### Teks Bacaan
Barangkali lima belas tahun atau dua puluh tahun kebelakang pendidikan keagamaan di Ranah Minang belum menjadi bagian penting dan mungkin masih sekedarnya sehingga pemahaman keagamaan tidak menjiwai dalam setiap individu masyarakat. Jika anggapan ini benar, bahwa perilaku masyarakat yang cenderung mengalami degradasi moral adalah akibat pendidikan masa lalu, maka hal ini hendaknya menjadi pelajaran bersama untuk lebih memperhatikan pendidikan yang mengutamakan pembentukan akhlak mulia. Kemudian, bagaimana sikap kita sebagai pemuda Islam yang merupakan Agen of Change tatkala mencermati hal tersebut? Langkah yang perlu dilakukan adalah mengupayakan kembali pembinaan akhlak di rumah sekolah, dan masyarakat. Pembinaan akhlak di berbagai kehidupan akan mampu memberi efek pencucian jiwa yang terlanjur beku oleh perilaku yang tertuju kepada perusakan ranah moralitas dan akhlak. Pembinaan akhlak di rumah perlu kembali dievaluasi dan dintensifkan, hal ini mengingat pendidikan akhlak di rumah dan peran orang tua sangat penting. Karena anak dilahirkan dalam keadaan fitrah, maka orang tuanya yang menjadikannya Yahudi, Nasranai ataupun Majusi. Hal ini juga telah diingatkan oleh Nabi Muammahd SAW sebagai berikut, “Tidaklah seorang anak itu dilahirkan, kecuali ia dilahirkan dalam keadaan fitrah. Maka orang tuanyalah yang menjadikannya Yahudi, Nasranai ataupun Majusi.” (HR. Bukhari).

Dari hadis ini dapat dipahami bahwa sebenarnya peran dari orang tua sangat penting dalam membentuk akhlak. Ketika pendidikan, pembentukan kerpibadian diabaikan, maka dapat diprediksi perilaku anak yang tidak mendapatkan pendidikan agama yang kuat di keluarganya akan cenderung bersikap amoral, berbuat dan bertingkah laku menyimpang dari nilai-nilai agama. Jika, pembinaan keagamaan di rumah tangga belum maksimal, maka mulai saat ini kita sebagai pemuda Islam bangsa ini  hendaknya bersepakat untuk meneguhkan dan memulai kembali pembinaan keagamaan masyarakat Minang secara maksimal dan berke-lanjutan. Jika hal ini dapat dilakukan secara intens di Ranah Minang ini, maka dimungkinkan lambat laun degradasi moral dapat kita kikis dan kita cegah. Tidak ada kata terlambat untuk memulai yang lebih baik. Ketika disetiap keluarga telah mapan dan telah menerapkan pembinaan agama yang diberikan kaum pemuda Islam dengan baik, maka diharapkan terjadi perubahan perilaku di tengah masyarakat.

### Materi yang Ditampilkan
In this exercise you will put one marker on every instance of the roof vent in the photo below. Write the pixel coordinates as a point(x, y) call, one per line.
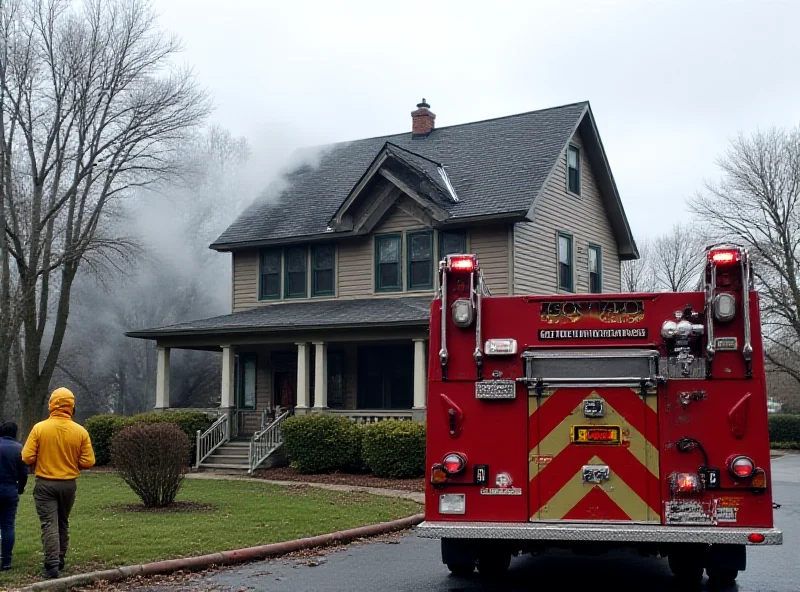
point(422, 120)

### Tugas Anda
Tentukan apakah tiap pernyataan di bawah ini sesuai dengan teks tentang pembinaan akhlak di Ranah Minang. Jawab ya atau tidak, lalu sertakan kutipan persis dari teks yang menjadi dasarnya.
1. Pendidikan akhlak di rumah dan peran orang tua disebut sangat penting.
2. Menurut teks, sudah terlambat untuk memulai perbaikan.
3. Sekitar lima belas atau dua puluh tahun lalu, pendidikan keagamaan di Ranah Minang sudah menjadi bagian penting.
Materi ini diambil dari sumber yang berbeda dengan teks bacaan.

### Pembahasan
1. Ya: "pendidikan akhlak di rumah dan peran orang tua sangat penting"
2. Tidak: "Tidak ada kata terlambat untuk memulai yang lebih baik."
3. Tidak: "pendidikan keagamaan di Ranah Minang belum menjadi bagian penting"